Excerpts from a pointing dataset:
____

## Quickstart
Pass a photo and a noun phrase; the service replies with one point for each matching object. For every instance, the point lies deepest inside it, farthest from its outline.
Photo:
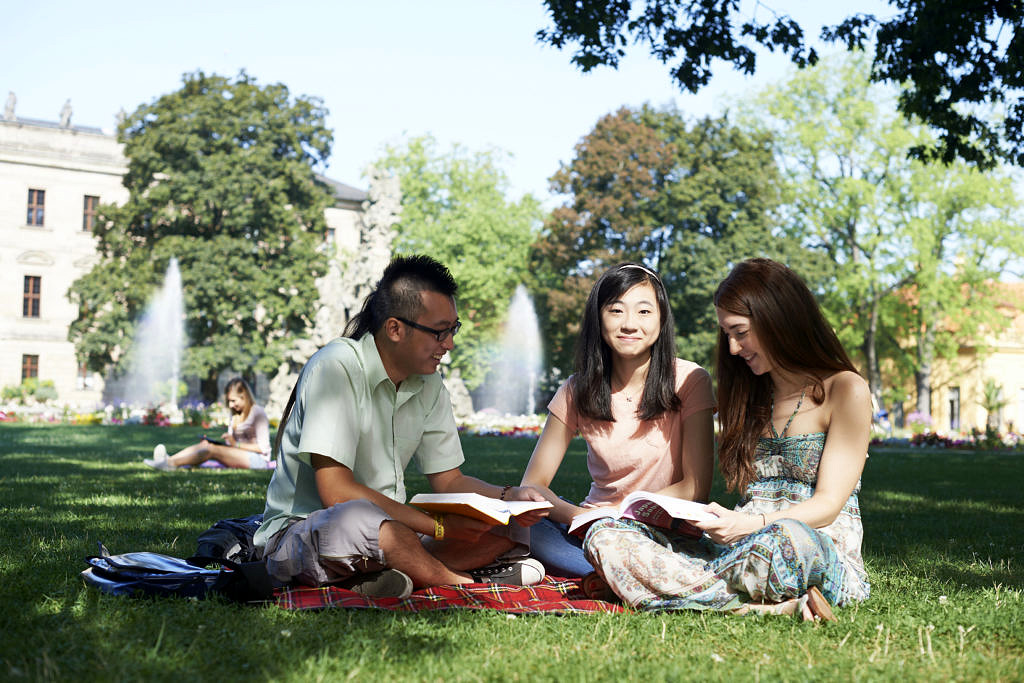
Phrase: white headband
(645, 269)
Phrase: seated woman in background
(795, 419)
(645, 415)
(246, 443)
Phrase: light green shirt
(348, 410)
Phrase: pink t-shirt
(629, 455)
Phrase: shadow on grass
(935, 517)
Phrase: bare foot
(785, 608)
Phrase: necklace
(629, 399)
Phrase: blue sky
(469, 72)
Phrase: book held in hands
(654, 509)
(491, 510)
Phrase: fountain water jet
(156, 352)
(511, 386)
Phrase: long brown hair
(239, 384)
(792, 332)
(592, 379)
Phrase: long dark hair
(592, 379)
(792, 332)
(239, 384)
(397, 293)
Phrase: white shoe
(162, 465)
(518, 572)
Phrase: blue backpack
(145, 573)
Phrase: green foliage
(221, 176)
(30, 388)
(946, 579)
(686, 200)
(455, 208)
(886, 228)
(956, 59)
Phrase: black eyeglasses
(440, 335)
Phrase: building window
(89, 212)
(30, 367)
(954, 409)
(37, 198)
(30, 300)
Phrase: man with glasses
(365, 404)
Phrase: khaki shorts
(329, 546)
(336, 543)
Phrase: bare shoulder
(848, 389)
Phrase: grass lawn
(944, 547)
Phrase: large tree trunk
(926, 354)
(208, 387)
(871, 355)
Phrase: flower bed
(492, 424)
(975, 440)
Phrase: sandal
(595, 588)
(818, 606)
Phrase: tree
(842, 148)
(644, 186)
(455, 207)
(220, 175)
(891, 227)
(957, 58)
(962, 228)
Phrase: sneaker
(520, 572)
(161, 465)
(386, 584)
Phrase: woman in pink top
(645, 415)
(246, 444)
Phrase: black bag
(229, 540)
(153, 573)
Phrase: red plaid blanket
(551, 595)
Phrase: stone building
(957, 385)
(52, 177)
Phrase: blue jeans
(559, 551)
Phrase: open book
(491, 510)
(654, 509)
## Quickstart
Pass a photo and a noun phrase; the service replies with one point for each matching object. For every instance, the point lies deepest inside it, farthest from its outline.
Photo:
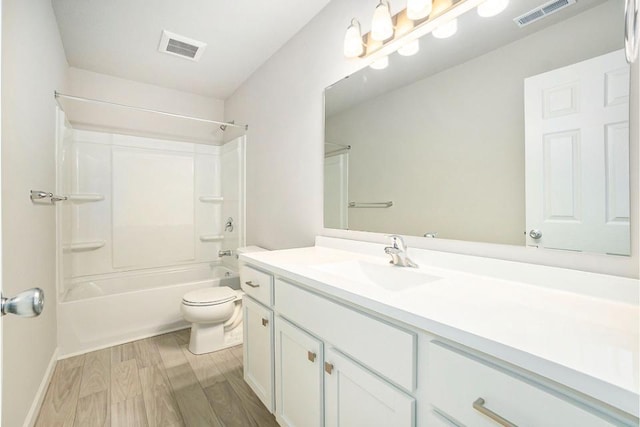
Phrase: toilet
(216, 317)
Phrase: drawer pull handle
(478, 405)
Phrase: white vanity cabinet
(356, 397)
(475, 392)
(298, 384)
(364, 359)
(329, 361)
(258, 350)
(258, 332)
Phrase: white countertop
(587, 343)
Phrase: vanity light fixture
(492, 7)
(418, 9)
(401, 32)
(380, 64)
(382, 23)
(353, 46)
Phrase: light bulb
(410, 48)
(446, 30)
(418, 9)
(382, 25)
(492, 7)
(380, 64)
(353, 46)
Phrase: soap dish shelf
(211, 238)
(211, 199)
(83, 246)
(85, 197)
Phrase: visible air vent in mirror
(542, 11)
(184, 47)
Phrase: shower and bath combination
(140, 218)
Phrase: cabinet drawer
(257, 284)
(456, 381)
(387, 350)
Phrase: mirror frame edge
(625, 266)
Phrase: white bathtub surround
(157, 199)
(532, 317)
(135, 235)
(123, 308)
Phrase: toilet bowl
(216, 317)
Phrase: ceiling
(121, 38)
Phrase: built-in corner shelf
(211, 199)
(83, 246)
(211, 237)
(85, 197)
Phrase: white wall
(93, 85)
(150, 215)
(282, 103)
(33, 66)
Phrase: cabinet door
(298, 376)
(258, 350)
(355, 397)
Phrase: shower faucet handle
(29, 303)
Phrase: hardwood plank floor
(153, 382)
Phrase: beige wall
(33, 66)
(449, 149)
(121, 91)
(282, 103)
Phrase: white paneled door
(577, 156)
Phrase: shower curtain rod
(146, 110)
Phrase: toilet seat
(209, 296)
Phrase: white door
(354, 397)
(577, 156)
(258, 350)
(298, 377)
(336, 191)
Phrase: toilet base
(210, 337)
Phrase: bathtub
(99, 313)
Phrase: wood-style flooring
(152, 382)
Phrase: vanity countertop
(585, 342)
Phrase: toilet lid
(210, 296)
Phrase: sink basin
(388, 276)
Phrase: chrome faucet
(398, 252)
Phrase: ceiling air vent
(181, 46)
(542, 11)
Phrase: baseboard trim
(125, 340)
(32, 415)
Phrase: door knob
(27, 303)
(535, 234)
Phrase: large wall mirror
(502, 133)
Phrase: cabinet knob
(328, 368)
(478, 405)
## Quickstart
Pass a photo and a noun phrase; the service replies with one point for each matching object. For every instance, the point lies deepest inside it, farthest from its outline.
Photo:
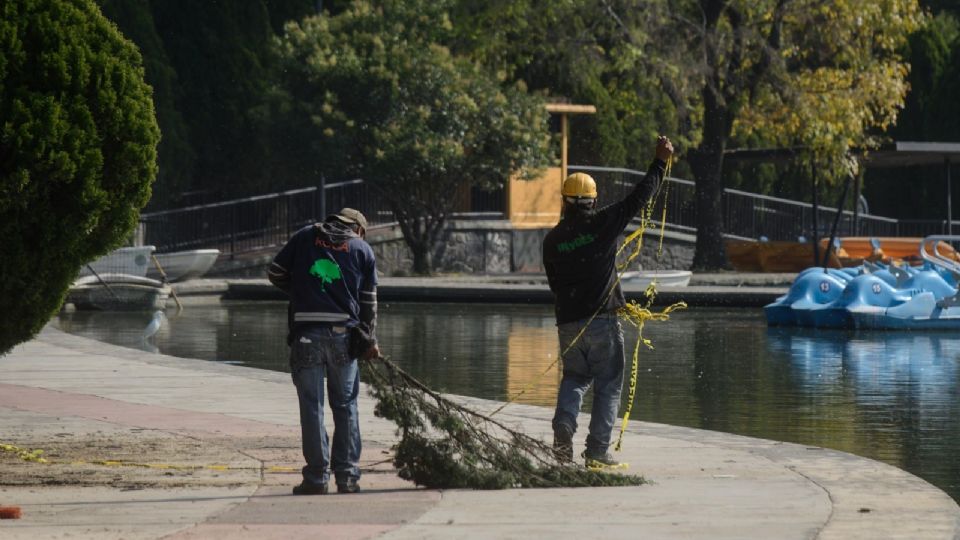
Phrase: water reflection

____

What to work on - Lay out every line of the rows above as a JSON list of strings, one string per line, skipping blank lines. Leave the pictures out.

Result of this exercise -
[
  "## Quickstart",
  "Pass a photo and a noun phrase; the service replies with one point for each matching object. For every instance, the point lies deepest inside it, farthest from its outline.",
  "Photo:",
  "Phrase: white headband",
  "(645, 269)",
  "Phrase: seated woman in background",
  "(795, 419)",
  "(645, 415)",
  "(246, 443)",
  "Phrase: light green shirt",
  "(348, 410)",
  "Phrase: pink t-shirt",
  "(629, 455)",
  "Phrase: shadow on grass",
  "(935, 517)",
  "Phrase: bare foot",
  "(785, 608)",
  "Phrase: necklace",
  "(629, 399)",
  "Phrase: blue sky",
  "(469, 72)",
  "Phrase: book held in hands",
  "(654, 509)",
  "(491, 510)",
  "Phrase: fountain water jet",
  "(156, 352)",
  "(511, 386)",
  "Phrase: long brown hair",
  "(239, 384)",
  "(792, 332)",
  "(592, 379)",
  "Phrase: long dark hair",
  "(592, 379)",
  "(792, 332)",
  "(239, 384)",
  "(397, 293)",
  "Phrase: white shoe",
  "(162, 465)",
  "(518, 572)",
  "Phrase: blue backpack",
  "(145, 573)",
  "Phrase: green foliage",
  "(221, 176)",
  "(30, 388)",
  "(946, 579)",
  "(686, 200)",
  "(455, 208)",
  "(886, 228)",
  "(956, 59)",
  "Phrase: black eyeglasses",
  "(440, 335)",
  "Phrase: building window",
  "(89, 212)",
  "(30, 367)",
  "(954, 409)",
  "(37, 198)",
  "(30, 300)",
  "Phrase: man with glasses",
  "(365, 404)",
  "Phrase: khaki shorts",
  "(329, 546)",
  "(336, 543)",
  "Phrase: bare shoulder",
  "(848, 389)",
  "Phrase: grass lawn",
  "(944, 547)",
  "Phrase: large tree trunk",
  "(926, 354)",
  "(208, 387)",
  "(871, 355)",
  "Phrase: flower bed",
  "(492, 424)",
  "(975, 440)",
  "Phrase: sandal",
  "(595, 588)",
  "(818, 606)",
  "Phrase: tree",
  "(842, 148)",
  "(644, 186)",
  "(455, 207)",
  "(220, 175)",
  "(891, 227)",
  "(957, 58)",
  "(962, 228)",
  "Phrase: sneaker",
  "(520, 572)",
  "(161, 465)",
  "(386, 584)",
  "Phrase: woman in pink top",
  "(645, 415)",
  "(246, 444)",
  "Phrase: black bag",
  "(229, 540)",
  "(153, 573)",
  "Phrase: red plaid blanket",
  "(551, 595)",
  "Phrase: stone building",
  "(957, 385)",
  "(52, 177)",
  "Phrase: blue jeans",
  "(559, 551)",
  "Phrase: open book",
  "(491, 510)",
  "(654, 509)",
  "## Quickstart",
  "Pass a photo and a noun phrase; the service replies with one point for each matching object. For every instance, the point lies deepest inside it, farthest from its outline.",
  "Photo:",
  "Phrase: toilet",
  "(216, 317)",
  "Phrase: drawer pull handle",
  "(478, 405)",
  "Phrase: white vanity cabinet",
  "(356, 397)",
  "(475, 392)",
  "(298, 384)",
  "(364, 359)",
  "(329, 361)",
  "(258, 350)",
  "(258, 332)",
  "Phrase: white countertop",
  "(587, 343)",
  "Phrase: vanity light fixture",
  "(492, 7)",
  "(418, 9)",
  "(401, 32)",
  "(380, 64)",
  "(382, 23)",
  "(353, 46)",
  "Phrase: light bulb",
  "(410, 48)",
  "(446, 30)",
  "(418, 9)",
  "(382, 25)",
  "(492, 7)",
  "(380, 64)",
  "(353, 46)",
  "Phrase: soap dish shelf",
  "(211, 238)",
  "(211, 199)",
  "(83, 246)",
  "(85, 197)",
  "Phrase: visible air vent in mirror",
  "(542, 11)",
  "(184, 47)",
  "Phrase: shower and bath combination",
  "(140, 218)",
  "Phrase: cabinet drawer",
  "(257, 284)",
  "(456, 381)",
  "(387, 350)",
  "Phrase: mirror frame edge",
  "(625, 266)",
  "Phrase: white bathtub surround",
  "(157, 199)",
  "(532, 317)",
  "(135, 235)",
  "(123, 308)",
  "Phrase: toilet bowl",
  "(216, 317)",
  "Phrase: ceiling",
  "(121, 38)",
  "Phrase: built-in corner shelf",
  "(211, 199)",
  "(83, 246)",
  "(211, 237)",
  "(85, 197)",
  "Phrase: white wall",
  "(93, 85)",
  "(150, 215)",
  "(282, 103)",
  "(33, 66)",
  "Phrase: cabinet door",
  "(298, 376)",
  "(258, 350)",
  "(355, 397)",
  "Phrase: shower faucet handle",
  "(29, 303)",
  "Phrase: hardwood plank floor",
  "(153, 382)",
  "Phrase: beige wall",
  "(33, 66)",
  "(449, 149)",
  "(121, 91)",
  "(282, 103)",
  "Phrase: white paneled door",
  "(577, 156)",
  "Phrase: shower curtain rod",
  "(146, 110)",
  "Phrase: toilet seat",
  "(209, 296)",
  "Phrase: white door",
  "(354, 397)",
  "(577, 156)",
  "(258, 350)",
  "(298, 377)",
  "(336, 191)",
  "Phrase: toilet base",
  "(210, 337)",
  "Phrase: bathtub",
  "(99, 313)",
  "Phrase: wood-style flooring",
  "(152, 382)",
  "Phrase: vanity countertop",
  "(585, 342)",
  "Phrase: toilet lid",
  "(210, 296)",
  "Phrase: sink basin",
  "(388, 276)",
  "Phrase: chrome faucet",
  "(398, 252)",
  "Phrase: ceiling air vent",
  "(181, 46)",
  "(542, 11)",
  "Phrase: baseboard trim",
  "(125, 340)",
  "(32, 415)",
  "Phrase: door knob",
  "(27, 303)",
  "(535, 234)",
  "Phrase: large wall mirror",
  "(502, 133)",
  "Phrase: cabinet knob",
  "(328, 368)",
  "(478, 405)",
  "## Quickstart",
  "Pass a photo and a noun phrase; the service replies with one point for each matching object. For every instance, the point lies deepest inside it, farthest from its outline.",
  "Photo:",
  "Phrase: water reflection"
]